◆ **Exercise tasks**:
a: Repeat the part of the Hamlet 2 review below that begins at the words "August 31, 2008" and ends after the words "hurt myself, y’all.".
b: In the Hamlet 2 review below, which other film's beginning does the reviewer say this movie's beginning easily bests?
c: List every person mentioned by name in the Hamlet 2 review below.

====== Extract provided

August 31, 2008

HAMLET 2


Here’s the thing about Hamlet 2. I think your enjoyment of this film will hinge upon whether or not you find Steve’s manic depressive antics funny. If you don’t, you'll hate this, because it's all him, in the same way a Jim Carrey film is all Jim Carrey (whose antics I now loathe)...

The stuffy E Street audience wasn't laughing nearly as much as I thought they should at Mr. Steve, but even I have to admit the pantless joke was run into the ground.

I personally found him hilarious and am now crushing hard on the man.

The beginning of this movie gives Tropic Thunder’s beginning a run for the money. In fact, it easily bests it, in my opinion. I laughed so hard, I hurt myself, y’all.

Then it gets uneven in the laugh department, lessening significantly as the movie runs its course.

Still the film is very energetic in a way that draws you along, despite the thin characters and thinner laughs late in the game. None of the students made an impact, except Skyler Astin, whose enthused jog near the beginning had me rolling; and Catherine Keener, of course, who is her regular, affably funny self.

============
====== Provided data

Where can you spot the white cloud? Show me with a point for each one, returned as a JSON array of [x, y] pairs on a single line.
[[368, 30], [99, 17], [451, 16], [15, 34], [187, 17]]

============

◆ **Task responses**:
a:
August 31, 2008

HAMLET 2


Here’s the thing about Hamlet 2. I think your enjoyment of this film will hinge upon whether or not you find Steve’s manic depressive antics funny. If you don’t, you'll hate this, because it's all him, in the same way a Jim Carrey film is all Jim Carrey (whose antics I now loathe)...

The stuffy E Street audience wasn't laughing nearly as much as I thought they should at Mr. Steve, but even I have to admit the pantless joke was run into the ground.

I personally found him hilarious and am now crushing hard on the man.

The beginning of this movie gives Tropic Thunder’s beginning a run for the money. In fact, it easily bests it, in my opinion. I laughed so hard, I hurt myself, y’all.

b: Tropic Thunder

c:
Steve
Jim Carrey
Skyler Astin
Catherine Keener